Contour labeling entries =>
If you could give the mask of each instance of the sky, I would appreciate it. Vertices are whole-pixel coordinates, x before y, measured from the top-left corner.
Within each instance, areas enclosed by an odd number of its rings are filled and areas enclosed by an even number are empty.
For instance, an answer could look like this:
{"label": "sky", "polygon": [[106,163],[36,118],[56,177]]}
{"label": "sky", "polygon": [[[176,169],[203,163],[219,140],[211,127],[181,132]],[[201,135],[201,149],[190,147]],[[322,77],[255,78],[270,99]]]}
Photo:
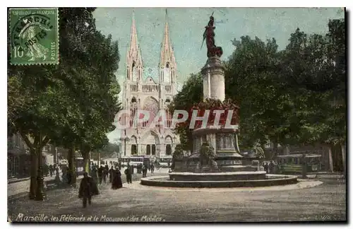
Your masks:
{"label": "sky", "polygon": [[[120,61],[117,80],[123,84],[126,52],[134,12],[138,45],[144,67],[156,74],[166,21],[165,8],[98,8],[93,16],[96,28],[111,34],[119,42]],[[257,36],[262,40],[274,37],[279,49],[285,49],[290,34],[299,28],[306,33],[325,34],[330,19],[344,18],[340,8],[168,8],[170,39],[176,61],[176,81],[179,86],[191,74],[198,73],[207,60],[205,44],[201,43],[205,26],[214,12],[215,45],[223,49],[226,60],[234,50],[232,40],[241,36]],[[145,71],[147,72],[148,71]],[[111,142],[118,131],[108,134]]]}

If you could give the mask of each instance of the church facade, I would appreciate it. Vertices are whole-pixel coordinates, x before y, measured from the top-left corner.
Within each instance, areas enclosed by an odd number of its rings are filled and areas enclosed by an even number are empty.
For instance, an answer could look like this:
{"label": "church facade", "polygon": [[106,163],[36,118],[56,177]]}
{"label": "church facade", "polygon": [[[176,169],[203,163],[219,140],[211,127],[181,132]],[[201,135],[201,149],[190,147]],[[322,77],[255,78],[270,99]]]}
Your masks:
{"label": "church facade", "polygon": [[[123,107],[131,111],[134,117],[138,110],[147,110],[151,117],[160,110],[165,110],[171,118],[167,106],[176,94],[176,63],[169,37],[168,20],[166,21],[158,66],[158,81],[151,76],[143,77],[143,66],[140,47],[138,43],[135,18],[133,16],[130,46],[128,47],[126,75],[123,86]],[[148,122],[138,124],[130,118],[129,127],[121,134],[121,155],[154,155],[156,158],[172,155],[179,138],[170,127],[171,121],[166,125],[149,127]]]}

Job => Render each line of both entries above as a numbered list, dropping blank lines and omitting the pictures.

Reply to the exercise =>
1. If you could give the mask of each instance of the sky, I would appreciate it. Vertices are whole-pixel coordinates, x before y, measured from the top-left corner.
2. Within each instance, areas enclosed by an odd number of its rings are filled and areas enclosed by an even number are empty.
3. For instance, an answer could look like this:
4. {"label": "sky", "polygon": [[106,163],[36,118],[56,177]]}
5. {"label": "sky", "polygon": [[[176,169],[203,163],[219,140],[211,127],[181,132]],[[201,135],[201,149],[190,147]],[[322,77],[255,78],[270,99]]]}
6. Photo:
7. Your masks:
8. {"label": "sky", "polygon": [[[120,61],[117,80],[123,84],[126,52],[134,12],[138,45],[144,67],[156,74],[166,21],[165,8],[98,8],[93,16],[96,28],[111,34],[119,42]],[[257,36],[262,40],[274,37],[279,49],[285,49],[290,34],[299,28],[306,33],[325,34],[330,19],[344,18],[340,8],[168,8],[170,39],[176,61],[176,81],[179,86],[191,74],[198,73],[207,60],[205,44],[201,43],[205,26],[214,12],[215,45],[223,49],[226,60],[234,50],[232,40],[241,36]],[[145,71],[147,72],[148,71]],[[111,142],[118,131],[108,134]]]}
9. If you could give the mask of each instance of the church facade, I would appreciate it. Vertices are whole-pixel coordinates, x before y, measured from the top-left corner.
10. Within each instance, areas enclosed by an odd number of its rings are filled and areas enclosed by an even number are empty.
11. For instance, an answer could look like this:
12. {"label": "church facade", "polygon": [[106,163],[36,118],[56,177]]}
13. {"label": "church facade", "polygon": [[[176,169],[203,163],[219,140],[211,127],[181,132]],[[201,135],[201,149],[190,147]],[[322,77],[255,78],[270,99]]]}
14. Your masks:
15. {"label": "church facade", "polygon": [[[123,107],[131,111],[134,117],[138,110],[147,110],[151,117],[160,110],[165,110],[171,118],[167,106],[176,94],[176,63],[169,37],[168,20],[166,21],[158,66],[158,81],[151,76],[143,77],[143,66],[140,47],[138,43],[135,18],[133,16],[130,46],[128,47],[126,75],[123,86]],[[148,122],[138,124],[130,118],[129,127],[121,134],[121,155],[154,155],[156,158],[172,155],[179,138],[170,127],[171,121],[166,125],[149,127]]]}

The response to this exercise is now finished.